* **Stored records**:
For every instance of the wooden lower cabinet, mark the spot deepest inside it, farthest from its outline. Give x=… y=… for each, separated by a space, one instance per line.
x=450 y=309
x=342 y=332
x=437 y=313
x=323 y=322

* **Written exercise**: The data above must be returned in full, exactly as written.

* **Written solution**:
For every instance of the wooden lower cabinet, mark the spot deepest inside it, farthest from its outline. Give x=… y=… for each, separated by a space, one instance per line.
x=450 y=309
x=342 y=332
x=437 y=313
x=323 y=322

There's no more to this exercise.